Can you copy the listing below verbatim, from its first line through the line containing "POLYGON ((58 181, 59", inclusive?

Data supplied -
** START **
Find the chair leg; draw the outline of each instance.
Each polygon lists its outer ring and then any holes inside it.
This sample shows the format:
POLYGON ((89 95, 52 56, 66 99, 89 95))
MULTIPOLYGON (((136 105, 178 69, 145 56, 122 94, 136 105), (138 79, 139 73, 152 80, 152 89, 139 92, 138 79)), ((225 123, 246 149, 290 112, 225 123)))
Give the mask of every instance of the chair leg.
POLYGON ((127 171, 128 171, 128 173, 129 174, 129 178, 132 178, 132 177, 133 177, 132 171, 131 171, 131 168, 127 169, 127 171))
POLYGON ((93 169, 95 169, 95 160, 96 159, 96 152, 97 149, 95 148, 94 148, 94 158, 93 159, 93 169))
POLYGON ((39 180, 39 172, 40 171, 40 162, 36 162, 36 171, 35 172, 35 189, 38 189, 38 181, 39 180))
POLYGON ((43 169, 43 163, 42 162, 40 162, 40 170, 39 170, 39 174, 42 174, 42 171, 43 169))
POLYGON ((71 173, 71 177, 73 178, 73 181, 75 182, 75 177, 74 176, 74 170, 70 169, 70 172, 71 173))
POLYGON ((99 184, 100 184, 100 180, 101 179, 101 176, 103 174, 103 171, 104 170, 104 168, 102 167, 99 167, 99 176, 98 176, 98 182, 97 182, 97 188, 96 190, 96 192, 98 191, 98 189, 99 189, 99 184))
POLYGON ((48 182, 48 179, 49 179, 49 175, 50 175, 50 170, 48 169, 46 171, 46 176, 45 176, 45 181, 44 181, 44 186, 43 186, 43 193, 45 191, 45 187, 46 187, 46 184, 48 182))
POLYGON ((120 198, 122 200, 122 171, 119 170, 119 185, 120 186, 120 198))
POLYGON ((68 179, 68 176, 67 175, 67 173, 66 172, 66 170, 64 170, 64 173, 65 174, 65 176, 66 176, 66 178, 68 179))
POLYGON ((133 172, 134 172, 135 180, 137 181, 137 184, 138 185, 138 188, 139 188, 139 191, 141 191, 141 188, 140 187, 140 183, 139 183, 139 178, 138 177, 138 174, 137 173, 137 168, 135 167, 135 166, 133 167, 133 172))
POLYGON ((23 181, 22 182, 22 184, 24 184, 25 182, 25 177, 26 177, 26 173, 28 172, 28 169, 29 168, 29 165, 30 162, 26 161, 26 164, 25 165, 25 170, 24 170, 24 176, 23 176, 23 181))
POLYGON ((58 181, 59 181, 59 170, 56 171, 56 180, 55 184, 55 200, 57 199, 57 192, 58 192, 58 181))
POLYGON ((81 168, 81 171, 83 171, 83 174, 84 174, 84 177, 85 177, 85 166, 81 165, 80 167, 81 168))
** END **
Answer to this problem -
Find the chair leg; draw the outline of each instance.
Each polygon lists its outer ring and then any holes inside it.
This sample shows the format:
POLYGON ((89 95, 52 56, 66 99, 89 95))
MULTIPOLYGON (((136 105, 178 69, 145 56, 122 94, 136 105), (138 79, 139 73, 152 80, 152 89, 139 92, 138 79)), ((225 123, 246 149, 290 112, 225 123)))
Give the mask of every instance of the chair leg.
POLYGON ((127 171, 128 171, 128 173, 129 174, 129 178, 132 178, 132 177, 133 177, 132 171, 131 171, 131 168, 127 169, 127 171))
POLYGON ((93 169, 95 169, 95 160, 96 159, 96 152, 97 149, 95 148, 94 148, 94 158, 93 159, 93 169))
POLYGON ((39 180, 39 172, 40 171, 40 162, 36 162, 36 171, 35 172, 35 189, 38 189, 38 181, 39 180))
POLYGON ((43 169, 43 163, 42 162, 40 162, 40 170, 39 170, 39 174, 42 174, 42 171, 43 169))
POLYGON ((71 173, 71 177, 73 178, 73 181, 75 182, 75 177, 74 176, 74 170, 70 169, 70 172, 71 173))
POLYGON ((99 184, 100 184, 100 180, 101 179, 101 176, 103 174, 103 171, 104 170, 104 168, 102 167, 99 167, 99 176, 98 176, 98 182, 97 182, 97 188, 96 190, 96 192, 98 191, 98 189, 99 189, 99 184))
POLYGON ((48 182, 48 179, 49 179, 49 175, 50 175, 50 170, 48 169, 46 171, 46 176, 45 176, 45 181, 44 181, 44 186, 43 186, 43 193, 45 191, 45 187, 46 187, 46 184, 48 182))
POLYGON ((120 198, 122 200, 122 171, 119 170, 119 185, 120 186, 120 198))
POLYGON ((68 179, 68 176, 67 175, 67 173, 66 172, 66 170, 64 170, 64 173, 65 174, 65 176, 66 176, 66 178, 68 179))
POLYGON ((133 172, 134 172, 135 180, 137 181, 137 184, 138 185, 138 188, 139 188, 139 191, 141 191, 141 188, 140 187, 140 183, 139 183, 139 178, 138 177, 138 174, 137 173, 137 168, 135 167, 135 166, 133 167, 133 172))
POLYGON ((23 181, 22 182, 22 184, 24 184, 25 182, 25 177, 26 177, 26 173, 28 172, 28 169, 29 168, 29 165, 30 162, 26 161, 26 164, 25 165, 25 170, 24 170, 24 176, 23 176, 23 181))
POLYGON ((58 181, 59 181, 59 170, 56 171, 56 180, 55 184, 55 200, 57 199, 57 192, 58 192, 58 181))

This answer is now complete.